### Input for this task
-.-.-
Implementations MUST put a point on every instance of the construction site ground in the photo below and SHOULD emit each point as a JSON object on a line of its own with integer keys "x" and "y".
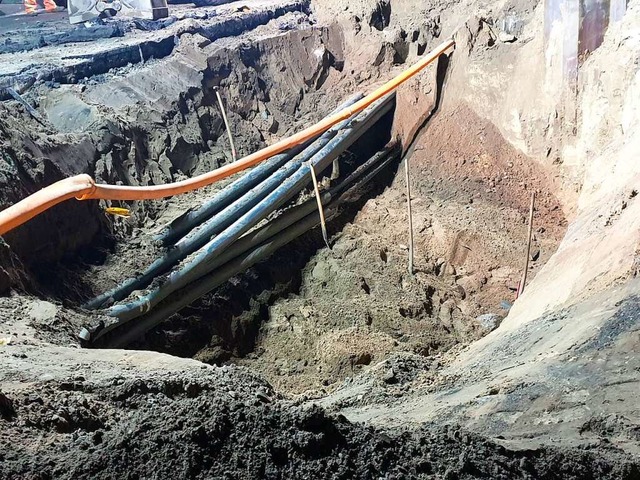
{"x": 328, "y": 362}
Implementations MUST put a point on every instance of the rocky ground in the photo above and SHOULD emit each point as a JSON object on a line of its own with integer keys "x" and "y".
{"x": 319, "y": 363}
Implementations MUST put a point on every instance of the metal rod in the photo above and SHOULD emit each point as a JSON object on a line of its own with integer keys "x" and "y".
{"x": 409, "y": 213}
{"x": 323, "y": 223}
{"x": 528, "y": 254}
{"x": 226, "y": 123}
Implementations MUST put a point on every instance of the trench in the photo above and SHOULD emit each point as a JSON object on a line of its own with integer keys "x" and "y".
{"x": 357, "y": 298}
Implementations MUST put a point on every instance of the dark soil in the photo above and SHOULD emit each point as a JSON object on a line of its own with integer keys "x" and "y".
{"x": 227, "y": 424}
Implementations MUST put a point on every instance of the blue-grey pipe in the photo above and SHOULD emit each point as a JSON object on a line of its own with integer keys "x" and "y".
{"x": 204, "y": 261}
{"x": 180, "y": 226}
{"x": 250, "y": 257}
{"x": 219, "y": 222}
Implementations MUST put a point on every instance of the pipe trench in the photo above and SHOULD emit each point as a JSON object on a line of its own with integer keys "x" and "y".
{"x": 84, "y": 187}
{"x": 207, "y": 257}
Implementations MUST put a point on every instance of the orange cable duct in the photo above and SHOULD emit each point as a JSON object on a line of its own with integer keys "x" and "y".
{"x": 83, "y": 187}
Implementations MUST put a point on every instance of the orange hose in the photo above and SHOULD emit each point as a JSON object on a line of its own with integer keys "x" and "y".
{"x": 84, "y": 188}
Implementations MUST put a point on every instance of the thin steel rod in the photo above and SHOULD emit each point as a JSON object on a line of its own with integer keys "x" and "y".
{"x": 529, "y": 238}
{"x": 226, "y": 124}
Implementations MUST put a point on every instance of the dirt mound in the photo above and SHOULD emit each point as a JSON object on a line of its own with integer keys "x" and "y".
{"x": 226, "y": 423}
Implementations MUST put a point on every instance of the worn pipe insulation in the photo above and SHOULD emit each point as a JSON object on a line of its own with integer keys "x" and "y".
{"x": 84, "y": 187}
{"x": 274, "y": 236}
{"x": 192, "y": 218}
{"x": 215, "y": 225}
{"x": 131, "y": 310}
{"x": 204, "y": 259}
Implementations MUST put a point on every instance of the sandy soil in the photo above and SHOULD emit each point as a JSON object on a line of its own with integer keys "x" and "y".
{"x": 349, "y": 365}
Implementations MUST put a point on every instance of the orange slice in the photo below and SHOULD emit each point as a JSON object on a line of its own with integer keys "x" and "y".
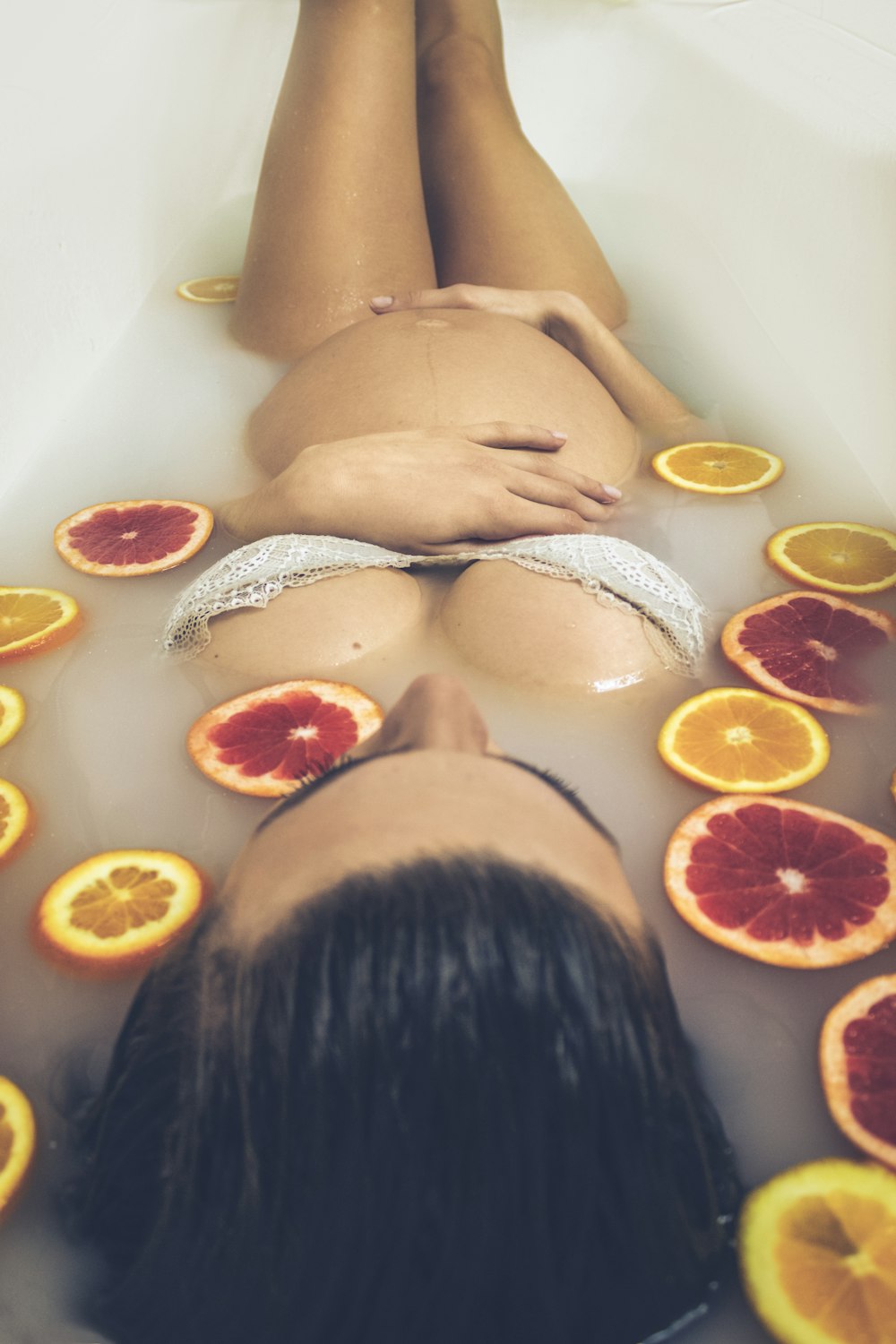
{"x": 269, "y": 741}
{"x": 836, "y": 556}
{"x": 16, "y": 1142}
{"x": 857, "y": 1058}
{"x": 15, "y": 820}
{"x": 743, "y": 742}
{"x": 783, "y": 882}
{"x": 817, "y": 1253}
{"x": 35, "y": 620}
{"x": 718, "y": 468}
{"x": 799, "y": 645}
{"x": 210, "y": 289}
{"x": 117, "y": 911}
{"x": 13, "y": 712}
{"x": 134, "y": 537}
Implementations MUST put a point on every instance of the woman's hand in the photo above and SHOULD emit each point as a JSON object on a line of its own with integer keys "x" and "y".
{"x": 430, "y": 492}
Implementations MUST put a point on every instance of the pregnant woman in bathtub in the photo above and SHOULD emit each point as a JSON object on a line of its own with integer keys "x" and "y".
{"x": 455, "y": 387}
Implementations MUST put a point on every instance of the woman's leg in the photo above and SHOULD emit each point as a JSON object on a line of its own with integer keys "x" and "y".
{"x": 340, "y": 211}
{"x": 497, "y": 214}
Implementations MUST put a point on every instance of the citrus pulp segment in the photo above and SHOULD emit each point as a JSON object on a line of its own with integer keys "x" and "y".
{"x": 134, "y": 537}
{"x": 16, "y": 1142}
{"x": 857, "y": 1059}
{"x": 783, "y": 882}
{"x": 817, "y": 1253}
{"x": 799, "y": 645}
{"x": 836, "y": 556}
{"x": 739, "y": 741}
{"x": 35, "y": 620}
{"x": 718, "y": 468}
{"x": 269, "y": 741}
{"x": 116, "y": 911}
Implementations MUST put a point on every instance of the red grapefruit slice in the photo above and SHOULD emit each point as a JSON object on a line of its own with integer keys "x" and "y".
{"x": 269, "y": 741}
{"x": 799, "y": 645}
{"x": 134, "y": 537}
{"x": 783, "y": 882}
{"x": 857, "y": 1058}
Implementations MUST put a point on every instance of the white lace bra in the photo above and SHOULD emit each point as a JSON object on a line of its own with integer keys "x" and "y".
{"x": 614, "y": 572}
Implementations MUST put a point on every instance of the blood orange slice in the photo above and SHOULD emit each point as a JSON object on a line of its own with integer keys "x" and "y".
{"x": 117, "y": 911}
{"x": 269, "y": 741}
{"x": 799, "y": 645}
{"x": 134, "y": 537}
{"x": 857, "y": 1058}
{"x": 783, "y": 882}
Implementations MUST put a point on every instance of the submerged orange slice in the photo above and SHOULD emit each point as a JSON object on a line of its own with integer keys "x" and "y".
{"x": 743, "y": 742}
{"x": 817, "y": 1254}
{"x": 16, "y": 1142}
{"x": 134, "y": 537}
{"x": 718, "y": 468}
{"x": 269, "y": 741}
{"x": 35, "y": 620}
{"x": 857, "y": 1058}
{"x": 117, "y": 911}
{"x": 801, "y": 645}
{"x": 210, "y": 289}
{"x": 836, "y": 556}
{"x": 783, "y": 882}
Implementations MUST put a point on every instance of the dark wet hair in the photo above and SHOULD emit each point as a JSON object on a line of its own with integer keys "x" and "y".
{"x": 447, "y": 1102}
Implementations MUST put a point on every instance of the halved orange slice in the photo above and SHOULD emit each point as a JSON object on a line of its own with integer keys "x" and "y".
{"x": 857, "y": 1058}
{"x": 269, "y": 741}
{"x": 718, "y": 468}
{"x": 13, "y": 712}
{"x": 16, "y": 1142}
{"x": 210, "y": 289}
{"x": 737, "y": 741}
{"x": 783, "y": 882}
{"x": 815, "y": 1247}
{"x": 35, "y": 620}
{"x": 134, "y": 537}
{"x": 117, "y": 911}
{"x": 15, "y": 820}
{"x": 799, "y": 645}
{"x": 836, "y": 556}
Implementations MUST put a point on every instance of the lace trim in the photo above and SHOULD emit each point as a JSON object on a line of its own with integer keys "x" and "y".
{"x": 614, "y": 572}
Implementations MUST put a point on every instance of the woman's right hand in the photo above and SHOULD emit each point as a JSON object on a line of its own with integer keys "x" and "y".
{"x": 429, "y": 492}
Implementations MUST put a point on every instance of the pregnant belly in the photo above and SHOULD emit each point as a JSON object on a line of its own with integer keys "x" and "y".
{"x": 429, "y": 367}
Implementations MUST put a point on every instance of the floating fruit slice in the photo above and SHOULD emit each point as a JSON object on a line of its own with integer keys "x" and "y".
{"x": 857, "y": 1056}
{"x": 797, "y": 645}
{"x": 783, "y": 882}
{"x": 836, "y": 556}
{"x": 16, "y": 1142}
{"x": 13, "y": 712}
{"x": 743, "y": 742}
{"x": 117, "y": 911}
{"x": 718, "y": 468}
{"x": 815, "y": 1247}
{"x": 210, "y": 289}
{"x": 35, "y": 620}
{"x": 15, "y": 817}
{"x": 134, "y": 537}
{"x": 269, "y": 741}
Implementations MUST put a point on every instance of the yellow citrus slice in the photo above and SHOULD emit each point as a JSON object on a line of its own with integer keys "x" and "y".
{"x": 737, "y": 741}
{"x": 15, "y": 819}
{"x": 210, "y": 289}
{"x": 817, "y": 1250}
{"x": 836, "y": 556}
{"x": 13, "y": 712}
{"x": 16, "y": 1142}
{"x": 35, "y": 620}
{"x": 116, "y": 911}
{"x": 718, "y": 468}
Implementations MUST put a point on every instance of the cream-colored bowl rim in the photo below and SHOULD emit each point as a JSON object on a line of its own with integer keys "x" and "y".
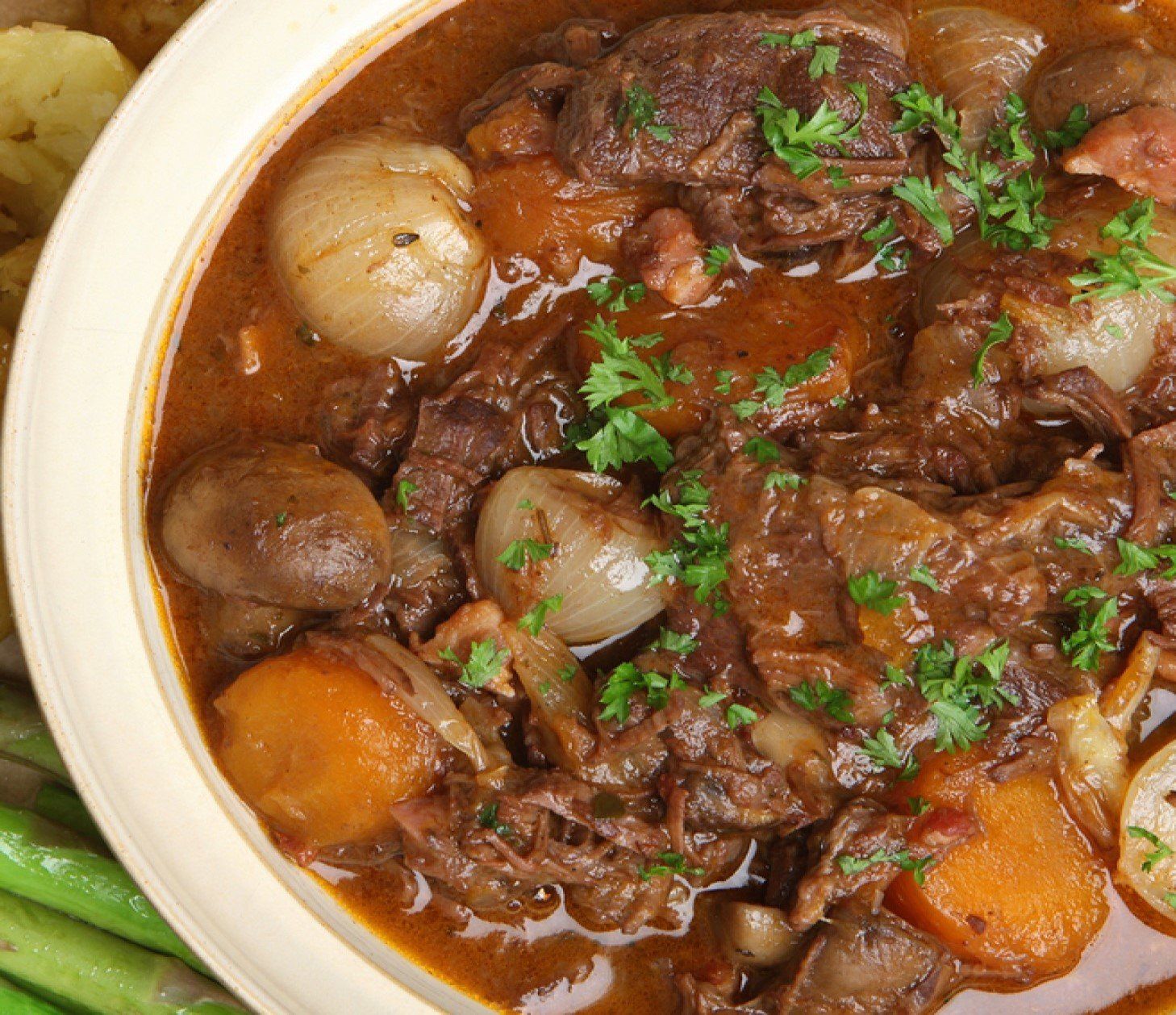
{"x": 77, "y": 407}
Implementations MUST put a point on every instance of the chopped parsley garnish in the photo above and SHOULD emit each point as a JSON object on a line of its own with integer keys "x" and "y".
{"x": 1132, "y": 267}
{"x": 1013, "y": 138}
{"x": 1073, "y": 542}
{"x": 669, "y": 863}
{"x": 873, "y": 591}
{"x": 824, "y": 61}
{"x": 639, "y": 110}
{"x": 1073, "y": 131}
{"x": 801, "y": 40}
{"x": 761, "y": 449}
{"x": 405, "y": 490}
{"x": 716, "y": 257}
{"x": 488, "y": 817}
{"x": 673, "y": 641}
{"x": 485, "y": 662}
{"x": 616, "y": 293}
{"x": 794, "y": 139}
{"x": 536, "y": 616}
{"x": 922, "y": 574}
{"x": 1000, "y": 331}
{"x": 523, "y": 552}
{"x": 821, "y": 694}
{"x": 958, "y": 687}
{"x": 626, "y": 681}
{"x": 883, "y": 752}
{"x": 924, "y": 198}
{"x": 782, "y": 481}
{"x": 741, "y": 716}
{"x": 1091, "y": 637}
{"x": 1162, "y": 850}
{"x": 711, "y": 698}
{"x": 1134, "y": 558}
{"x": 903, "y": 858}
{"x": 700, "y": 554}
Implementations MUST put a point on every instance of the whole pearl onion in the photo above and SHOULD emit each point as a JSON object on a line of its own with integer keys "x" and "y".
{"x": 373, "y": 244}
{"x": 600, "y": 539}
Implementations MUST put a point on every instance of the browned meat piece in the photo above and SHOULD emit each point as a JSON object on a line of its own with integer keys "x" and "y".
{"x": 668, "y": 257}
{"x": 1081, "y": 393}
{"x": 508, "y": 410}
{"x": 862, "y": 829}
{"x": 1136, "y": 149}
{"x": 365, "y": 421}
{"x": 1107, "y": 80}
{"x": 578, "y": 41}
{"x": 705, "y": 73}
{"x": 277, "y": 524}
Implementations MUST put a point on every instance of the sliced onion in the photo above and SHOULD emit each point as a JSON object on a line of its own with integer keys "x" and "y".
{"x": 401, "y": 673}
{"x": 978, "y": 56}
{"x": 1147, "y": 807}
{"x": 600, "y": 539}
{"x": 757, "y": 935}
{"x": 560, "y": 693}
{"x": 374, "y": 247}
{"x": 1091, "y": 761}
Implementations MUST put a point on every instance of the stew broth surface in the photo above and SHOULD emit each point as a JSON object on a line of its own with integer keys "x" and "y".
{"x": 215, "y": 386}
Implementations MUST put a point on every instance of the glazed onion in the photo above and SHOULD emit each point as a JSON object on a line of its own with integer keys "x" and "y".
{"x": 598, "y": 539}
{"x": 978, "y": 58}
{"x": 374, "y": 246}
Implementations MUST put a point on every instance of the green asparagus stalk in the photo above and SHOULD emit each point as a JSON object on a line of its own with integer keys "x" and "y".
{"x": 60, "y": 804}
{"x": 15, "y": 1001}
{"x": 79, "y": 966}
{"x": 23, "y": 735}
{"x": 56, "y": 867}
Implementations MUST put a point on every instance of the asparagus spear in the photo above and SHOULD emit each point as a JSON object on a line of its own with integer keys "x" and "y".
{"x": 23, "y": 735}
{"x": 81, "y": 967}
{"x": 61, "y": 804}
{"x": 56, "y": 867}
{"x": 15, "y": 1001}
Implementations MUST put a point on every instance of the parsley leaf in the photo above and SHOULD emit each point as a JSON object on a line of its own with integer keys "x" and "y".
{"x": 716, "y": 259}
{"x": 819, "y": 693}
{"x": 523, "y": 552}
{"x": 1001, "y": 331}
{"x": 924, "y": 198}
{"x": 626, "y": 681}
{"x": 922, "y": 574}
{"x": 601, "y": 292}
{"x": 536, "y": 616}
{"x": 761, "y": 449}
{"x": 405, "y": 490}
{"x": 793, "y": 139}
{"x": 1073, "y": 131}
{"x": 640, "y": 110}
{"x": 485, "y": 662}
{"x": 669, "y": 863}
{"x": 1162, "y": 850}
{"x": 869, "y": 590}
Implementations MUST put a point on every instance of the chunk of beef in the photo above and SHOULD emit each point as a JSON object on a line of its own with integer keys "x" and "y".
{"x": 365, "y": 421}
{"x": 705, "y": 74}
{"x": 1136, "y": 149}
{"x": 1106, "y": 79}
{"x": 508, "y": 410}
{"x": 668, "y": 257}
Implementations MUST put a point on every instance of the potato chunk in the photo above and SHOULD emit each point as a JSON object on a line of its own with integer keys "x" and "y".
{"x": 320, "y": 750}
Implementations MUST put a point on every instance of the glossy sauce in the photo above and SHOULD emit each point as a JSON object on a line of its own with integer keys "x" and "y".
{"x": 239, "y": 365}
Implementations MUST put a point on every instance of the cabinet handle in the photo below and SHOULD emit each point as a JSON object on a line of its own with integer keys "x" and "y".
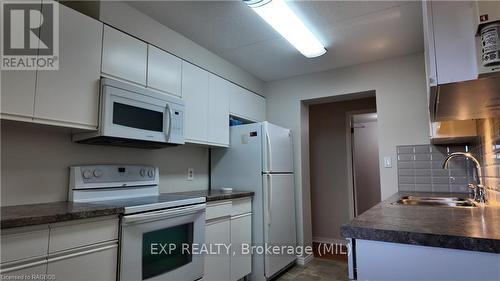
{"x": 21, "y": 265}
{"x": 112, "y": 245}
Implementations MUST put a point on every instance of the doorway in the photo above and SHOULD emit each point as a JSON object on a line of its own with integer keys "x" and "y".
{"x": 330, "y": 159}
{"x": 364, "y": 160}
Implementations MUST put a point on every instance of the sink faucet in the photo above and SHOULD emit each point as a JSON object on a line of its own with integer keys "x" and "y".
{"x": 478, "y": 189}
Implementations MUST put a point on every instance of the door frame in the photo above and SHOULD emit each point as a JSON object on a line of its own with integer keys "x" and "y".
{"x": 351, "y": 187}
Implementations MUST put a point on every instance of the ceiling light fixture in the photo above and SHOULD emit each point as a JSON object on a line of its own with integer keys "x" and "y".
{"x": 277, "y": 14}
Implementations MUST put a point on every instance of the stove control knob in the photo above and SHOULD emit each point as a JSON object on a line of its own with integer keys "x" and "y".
{"x": 98, "y": 173}
{"x": 86, "y": 174}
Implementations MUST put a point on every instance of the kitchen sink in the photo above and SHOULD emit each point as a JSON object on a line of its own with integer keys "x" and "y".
{"x": 436, "y": 201}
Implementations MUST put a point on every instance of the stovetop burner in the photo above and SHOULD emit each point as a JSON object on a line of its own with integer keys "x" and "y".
{"x": 133, "y": 187}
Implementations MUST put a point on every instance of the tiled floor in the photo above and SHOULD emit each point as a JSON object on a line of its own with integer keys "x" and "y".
{"x": 317, "y": 270}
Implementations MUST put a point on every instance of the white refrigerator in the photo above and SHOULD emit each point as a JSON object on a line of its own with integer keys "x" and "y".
{"x": 260, "y": 159}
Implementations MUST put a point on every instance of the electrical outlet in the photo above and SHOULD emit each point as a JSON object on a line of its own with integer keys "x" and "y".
{"x": 388, "y": 162}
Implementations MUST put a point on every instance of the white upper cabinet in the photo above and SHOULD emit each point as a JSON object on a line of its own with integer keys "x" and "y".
{"x": 429, "y": 48}
{"x": 451, "y": 25}
{"x": 195, "y": 94}
{"x": 247, "y": 105}
{"x": 70, "y": 96}
{"x": 164, "y": 71}
{"x": 218, "y": 110}
{"x": 18, "y": 94}
{"x": 207, "y": 106}
{"x": 124, "y": 56}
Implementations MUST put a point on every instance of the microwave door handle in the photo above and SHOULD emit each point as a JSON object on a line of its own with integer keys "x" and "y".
{"x": 168, "y": 117}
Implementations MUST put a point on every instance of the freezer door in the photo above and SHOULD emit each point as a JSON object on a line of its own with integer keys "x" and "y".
{"x": 277, "y": 152}
{"x": 279, "y": 219}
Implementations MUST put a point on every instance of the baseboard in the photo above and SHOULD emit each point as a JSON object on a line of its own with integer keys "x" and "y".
{"x": 326, "y": 240}
{"x": 304, "y": 260}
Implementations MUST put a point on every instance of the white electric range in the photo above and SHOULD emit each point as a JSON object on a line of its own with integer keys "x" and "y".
{"x": 155, "y": 228}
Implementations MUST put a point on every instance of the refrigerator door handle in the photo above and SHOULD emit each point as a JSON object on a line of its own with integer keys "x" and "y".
{"x": 269, "y": 198}
{"x": 268, "y": 150}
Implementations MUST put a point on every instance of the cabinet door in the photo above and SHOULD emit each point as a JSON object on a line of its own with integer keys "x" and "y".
{"x": 124, "y": 56}
{"x": 97, "y": 264}
{"x": 454, "y": 41}
{"x": 164, "y": 71}
{"x": 247, "y": 105}
{"x": 195, "y": 95}
{"x": 218, "y": 110}
{"x": 217, "y": 266}
{"x": 241, "y": 229}
{"x": 430, "y": 54}
{"x": 70, "y": 96}
{"x": 18, "y": 94}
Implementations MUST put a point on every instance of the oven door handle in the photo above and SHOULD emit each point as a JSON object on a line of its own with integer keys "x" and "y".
{"x": 163, "y": 214}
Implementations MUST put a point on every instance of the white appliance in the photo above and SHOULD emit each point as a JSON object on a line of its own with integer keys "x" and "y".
{"x": 134, "y": 116}
{"x": 151, "y": 221}
{"x": 260, "y": 159}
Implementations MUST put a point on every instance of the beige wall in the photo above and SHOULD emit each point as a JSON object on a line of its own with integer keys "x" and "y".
{"x": 130, "y": 20}
{"x": 35, "y": 161}
{"x": 330, "y": 205}
{"x": 399, "y": 84}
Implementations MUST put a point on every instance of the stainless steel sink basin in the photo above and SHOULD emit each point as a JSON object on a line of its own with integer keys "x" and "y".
{"x": 437, "y": 201}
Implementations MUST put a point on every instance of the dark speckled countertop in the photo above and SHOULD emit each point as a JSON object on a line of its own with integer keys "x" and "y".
{"x": 217, "y": 194}
{"x": 474, "y": 229}
{"x": 33, "y": 214}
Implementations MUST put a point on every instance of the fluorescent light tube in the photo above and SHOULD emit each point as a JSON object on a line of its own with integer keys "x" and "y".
{"x": 277, "y": 14}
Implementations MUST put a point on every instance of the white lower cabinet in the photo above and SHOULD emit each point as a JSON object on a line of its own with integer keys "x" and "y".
{"x": 241, "y": 235}
{"x": 217, "y": 266}
{"x": 85, "y": 249}
{"x": 92, "y": 264}
{"x": 229, "y": 223}
{"x": 33, "y": 271}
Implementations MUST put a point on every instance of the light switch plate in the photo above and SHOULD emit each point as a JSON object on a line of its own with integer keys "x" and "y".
{"x": 388, "y": 162}
{"x": 190, "y": 174}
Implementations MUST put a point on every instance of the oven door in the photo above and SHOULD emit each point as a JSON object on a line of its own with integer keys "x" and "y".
{"x": 127, "y": 114}
{"x": 157, "y": 245}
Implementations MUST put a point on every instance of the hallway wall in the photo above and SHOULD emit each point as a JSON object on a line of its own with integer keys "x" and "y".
{"x": 328, "y": 168}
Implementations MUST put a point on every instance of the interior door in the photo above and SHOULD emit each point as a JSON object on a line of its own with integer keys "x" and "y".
{"x": 366, "y": 166}
{"x": 279, "y": 219}
{"x": 277, "y": 149}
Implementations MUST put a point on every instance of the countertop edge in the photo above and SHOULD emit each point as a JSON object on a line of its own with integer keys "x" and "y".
{"x": 422, "y": 239}
{"x": 56, "y": 218}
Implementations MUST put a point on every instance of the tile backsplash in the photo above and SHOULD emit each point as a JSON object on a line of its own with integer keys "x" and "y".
{"x": 420, "y": 169}
{"x": 419, "y": 166}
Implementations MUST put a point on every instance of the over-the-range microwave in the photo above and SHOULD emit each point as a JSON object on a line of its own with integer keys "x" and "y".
{"x": 134, "y": 116}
-.-.-
### Aim of the exercise
Transcribe only the trailing portion of the entries above: the line that contains "oven door in" and each line after it.

### Solution for this task
Implementations MUST put a point on every instance of the oven door in the photo above and SHOULD emit each point as a JSON object on a line of its own with integer keys "x" and "y".
{"x": 127, "y": 114}
{"x": 157, "y": 245}
Implementations MUST put a point on every instance of the hallway wall in the photo above and SHOULD emit each point as a JSON object on a line of its own with integer keys "x" and "y".
{"x": 328, "y": 168}
Implementations MUST put a point on every instance of the interior door in the photo above and SHOULD emit each point as a JSON object on a line of its own with integer keys "x" and "y".
{"x": 366, "y": 166}
{"x": 279, "y": 219}
{"x": 277, "y": 149}
Implementations MUST put a point on every instance of the countertop edge in the photo above and SHOULD emit each point as a JSON object on a line of its own with integer keys "x" and "y".
{"x": 422, "y": 239}
{"x": 56, "y": 218}
Implementations MUST put a point on every instance of the tile backsplash in the photo above and SHOULD emit each point as a JSON object on a line of its own with integer keys "x" and "y".
{"x": 420, "y": 169}
{"x": 419, "y": 166}
Implementations MUST put a point on every instance of the over-the-range microwave in the photo above and SHOULD emit each point as a JSON object on a line of its own with integer keys "x" and "y".
{"x": 134, "y": 116}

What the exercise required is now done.